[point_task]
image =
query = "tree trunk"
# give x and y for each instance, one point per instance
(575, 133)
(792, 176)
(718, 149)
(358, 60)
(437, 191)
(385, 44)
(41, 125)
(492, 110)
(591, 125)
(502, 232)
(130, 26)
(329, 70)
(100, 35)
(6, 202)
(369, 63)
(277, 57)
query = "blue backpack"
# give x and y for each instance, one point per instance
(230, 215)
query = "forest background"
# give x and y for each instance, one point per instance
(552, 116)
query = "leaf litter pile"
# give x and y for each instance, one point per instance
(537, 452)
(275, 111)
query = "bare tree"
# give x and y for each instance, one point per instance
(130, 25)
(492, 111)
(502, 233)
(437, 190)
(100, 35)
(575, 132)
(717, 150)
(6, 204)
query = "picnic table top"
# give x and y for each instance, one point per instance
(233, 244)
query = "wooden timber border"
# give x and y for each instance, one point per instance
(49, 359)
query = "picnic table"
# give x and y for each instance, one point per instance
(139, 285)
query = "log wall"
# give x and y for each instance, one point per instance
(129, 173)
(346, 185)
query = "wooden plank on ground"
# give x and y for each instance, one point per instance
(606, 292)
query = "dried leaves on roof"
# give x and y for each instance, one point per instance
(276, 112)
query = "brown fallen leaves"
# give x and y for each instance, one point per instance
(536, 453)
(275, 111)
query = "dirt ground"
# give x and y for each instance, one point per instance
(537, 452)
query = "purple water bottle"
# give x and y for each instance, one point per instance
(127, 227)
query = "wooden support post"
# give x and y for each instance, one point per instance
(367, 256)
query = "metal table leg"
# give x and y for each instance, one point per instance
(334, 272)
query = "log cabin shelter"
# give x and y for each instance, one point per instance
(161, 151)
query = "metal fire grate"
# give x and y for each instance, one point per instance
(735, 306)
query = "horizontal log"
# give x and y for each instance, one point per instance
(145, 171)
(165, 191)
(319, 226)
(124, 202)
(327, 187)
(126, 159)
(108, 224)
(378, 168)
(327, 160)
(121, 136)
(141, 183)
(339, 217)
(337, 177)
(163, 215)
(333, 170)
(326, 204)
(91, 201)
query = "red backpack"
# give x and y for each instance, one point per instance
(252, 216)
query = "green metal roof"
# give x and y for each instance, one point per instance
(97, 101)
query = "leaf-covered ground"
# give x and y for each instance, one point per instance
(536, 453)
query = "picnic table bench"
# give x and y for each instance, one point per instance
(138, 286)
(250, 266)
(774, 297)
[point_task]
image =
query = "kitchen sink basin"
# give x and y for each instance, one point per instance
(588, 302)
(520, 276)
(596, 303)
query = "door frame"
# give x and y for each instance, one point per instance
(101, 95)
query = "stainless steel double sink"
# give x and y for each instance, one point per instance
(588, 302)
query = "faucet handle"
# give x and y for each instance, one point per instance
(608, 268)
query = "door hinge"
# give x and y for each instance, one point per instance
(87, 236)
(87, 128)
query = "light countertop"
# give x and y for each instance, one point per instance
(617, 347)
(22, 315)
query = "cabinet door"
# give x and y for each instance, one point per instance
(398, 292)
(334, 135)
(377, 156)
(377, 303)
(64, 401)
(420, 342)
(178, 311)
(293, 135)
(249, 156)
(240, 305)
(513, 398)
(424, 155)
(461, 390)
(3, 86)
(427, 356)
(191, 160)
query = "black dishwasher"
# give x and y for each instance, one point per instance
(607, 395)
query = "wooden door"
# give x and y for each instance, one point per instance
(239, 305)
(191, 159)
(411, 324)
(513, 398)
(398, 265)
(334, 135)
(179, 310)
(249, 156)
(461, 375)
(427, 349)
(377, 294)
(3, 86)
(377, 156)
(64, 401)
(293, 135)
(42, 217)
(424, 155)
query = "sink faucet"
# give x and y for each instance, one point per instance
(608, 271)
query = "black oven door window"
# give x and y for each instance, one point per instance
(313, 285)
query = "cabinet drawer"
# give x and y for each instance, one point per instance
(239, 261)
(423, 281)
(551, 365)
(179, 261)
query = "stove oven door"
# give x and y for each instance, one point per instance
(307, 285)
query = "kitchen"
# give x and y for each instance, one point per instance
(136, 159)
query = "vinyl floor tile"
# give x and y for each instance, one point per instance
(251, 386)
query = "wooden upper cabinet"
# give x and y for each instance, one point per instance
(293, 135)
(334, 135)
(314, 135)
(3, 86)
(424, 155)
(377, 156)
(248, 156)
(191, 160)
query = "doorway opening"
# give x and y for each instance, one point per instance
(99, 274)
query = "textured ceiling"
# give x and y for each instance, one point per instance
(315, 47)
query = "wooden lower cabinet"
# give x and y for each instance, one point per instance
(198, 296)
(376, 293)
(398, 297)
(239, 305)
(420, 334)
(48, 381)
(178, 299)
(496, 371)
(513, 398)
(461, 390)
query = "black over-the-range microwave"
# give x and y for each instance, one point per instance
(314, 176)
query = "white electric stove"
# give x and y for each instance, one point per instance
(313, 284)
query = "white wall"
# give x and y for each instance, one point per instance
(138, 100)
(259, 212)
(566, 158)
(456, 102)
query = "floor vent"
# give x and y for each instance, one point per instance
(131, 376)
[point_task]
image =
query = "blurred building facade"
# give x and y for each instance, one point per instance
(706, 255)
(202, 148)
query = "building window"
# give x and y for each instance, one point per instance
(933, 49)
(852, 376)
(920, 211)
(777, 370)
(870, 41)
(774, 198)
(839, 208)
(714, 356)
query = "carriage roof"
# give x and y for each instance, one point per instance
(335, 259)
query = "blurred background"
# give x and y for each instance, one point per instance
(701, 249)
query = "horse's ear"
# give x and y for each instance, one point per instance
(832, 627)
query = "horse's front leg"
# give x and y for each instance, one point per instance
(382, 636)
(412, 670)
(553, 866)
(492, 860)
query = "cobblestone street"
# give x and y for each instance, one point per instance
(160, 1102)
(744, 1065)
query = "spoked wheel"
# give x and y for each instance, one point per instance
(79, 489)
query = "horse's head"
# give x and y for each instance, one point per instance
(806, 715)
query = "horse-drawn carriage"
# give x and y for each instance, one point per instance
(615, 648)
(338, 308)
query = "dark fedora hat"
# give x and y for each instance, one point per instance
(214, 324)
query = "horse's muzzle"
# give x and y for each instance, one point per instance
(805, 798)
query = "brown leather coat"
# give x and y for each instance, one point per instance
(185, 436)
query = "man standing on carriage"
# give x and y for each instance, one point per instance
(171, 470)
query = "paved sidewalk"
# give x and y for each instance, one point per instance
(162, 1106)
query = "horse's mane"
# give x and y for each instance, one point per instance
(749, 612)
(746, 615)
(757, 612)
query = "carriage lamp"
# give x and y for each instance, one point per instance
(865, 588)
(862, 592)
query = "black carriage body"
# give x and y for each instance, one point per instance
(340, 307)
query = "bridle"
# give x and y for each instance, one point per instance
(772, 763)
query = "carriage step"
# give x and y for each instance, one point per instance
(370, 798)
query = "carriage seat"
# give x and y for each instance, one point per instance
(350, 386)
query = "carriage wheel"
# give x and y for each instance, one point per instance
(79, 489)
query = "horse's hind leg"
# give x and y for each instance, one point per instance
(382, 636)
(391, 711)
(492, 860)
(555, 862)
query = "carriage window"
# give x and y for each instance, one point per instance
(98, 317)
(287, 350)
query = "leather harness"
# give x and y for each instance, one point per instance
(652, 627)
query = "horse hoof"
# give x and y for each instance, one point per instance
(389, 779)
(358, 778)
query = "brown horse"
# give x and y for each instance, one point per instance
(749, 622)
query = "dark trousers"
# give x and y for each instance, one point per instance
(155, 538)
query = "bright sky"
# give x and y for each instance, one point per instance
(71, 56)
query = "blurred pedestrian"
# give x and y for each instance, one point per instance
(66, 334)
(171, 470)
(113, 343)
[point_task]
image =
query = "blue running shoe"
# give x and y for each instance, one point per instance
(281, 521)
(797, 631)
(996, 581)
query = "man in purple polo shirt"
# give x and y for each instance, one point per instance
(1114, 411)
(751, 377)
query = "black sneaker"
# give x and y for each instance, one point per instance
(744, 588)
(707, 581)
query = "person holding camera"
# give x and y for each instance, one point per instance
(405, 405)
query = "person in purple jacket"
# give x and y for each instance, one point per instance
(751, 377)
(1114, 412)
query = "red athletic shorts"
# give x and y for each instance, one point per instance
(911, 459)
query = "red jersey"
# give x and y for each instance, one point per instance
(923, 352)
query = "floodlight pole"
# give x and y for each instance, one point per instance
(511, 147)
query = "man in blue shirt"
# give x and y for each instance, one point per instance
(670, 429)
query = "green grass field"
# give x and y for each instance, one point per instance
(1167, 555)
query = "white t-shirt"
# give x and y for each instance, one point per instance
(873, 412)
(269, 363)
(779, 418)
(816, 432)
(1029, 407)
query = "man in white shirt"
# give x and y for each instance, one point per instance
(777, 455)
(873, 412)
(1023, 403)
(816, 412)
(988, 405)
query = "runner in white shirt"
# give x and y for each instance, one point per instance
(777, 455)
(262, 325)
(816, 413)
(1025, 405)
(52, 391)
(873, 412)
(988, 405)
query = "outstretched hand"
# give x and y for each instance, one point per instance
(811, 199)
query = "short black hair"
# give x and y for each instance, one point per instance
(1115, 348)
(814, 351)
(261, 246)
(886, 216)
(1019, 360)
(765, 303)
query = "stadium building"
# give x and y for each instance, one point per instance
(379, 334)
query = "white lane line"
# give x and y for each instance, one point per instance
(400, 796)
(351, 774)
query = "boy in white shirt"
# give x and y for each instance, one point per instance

**DO THIS**
Look above for the line containing "in purple polo"; copy from it through the last line, exactly, and nothing more.

**RESPONSE**
query = "man in purple polo shirt"
# give x and y for each instance, one point per instance
(1114, 411)
(751, 377)
query = "black sneaker"
# give x and y for each instance, one point per instance
(744, 588)
(707, 581)
query = "person holding camera"
# give x and y for each instance, one point per instance
(405, 405)
query = "person in purple jacket"
# give x and y for each instance, one point per instance
(751, 377)
(1114, 412)
query = "red athletic shorts"
# give x and y for each instance, one point per instance
(911, 459)
query = "red jersey"
# give x and y for each instance, one point per instance
(923, 352)
query = "floodlight pole"
# give x and y for each instance, one point per instance
(511, 147)
query = "man in blue shirt"
# give x and y for each instance, one point per instance
(670, 429)
query = "green grass field"
# give x and y for each instance, one point per instance
(1167, 555)
query = "white t-shirt"
# give x and y for each instance, one point per instance
(873, 412)
(269, 363)
(779, 418)
(816, 432)
(1029, 407)
query = "man in white shirt"
# give x and y for each instance, one point per instance
(777, 455)
(873, 412)
(1023, 403)
(816, 412)
(988, 405)
query = "runner in white shirt"
# give x and y for each instance, one point per instance
(777, 455)
(262, 325)
(816, 413)
(1025, 405)
(52, 391)
(873, 412)
(988, 405)
query = "outstretched hand"
# give x and y for each instance, one point per instance
(811, 199)
query = "short black hair"
# give x and y for each instance, one point per instance
(1115, 348)
(814, 351)
(261, 246)
(886, 216)
(1019, 360)
(765, 303)
query = "stadium building"
# give x and y for each instance, one point per instance
(379, 334)
query = "white lane line"
# give x and y for each instance, one point per instance
(400, 796)
(351, 774)
query = "boy in white shirt"
# give x and y for each instance, one point per instance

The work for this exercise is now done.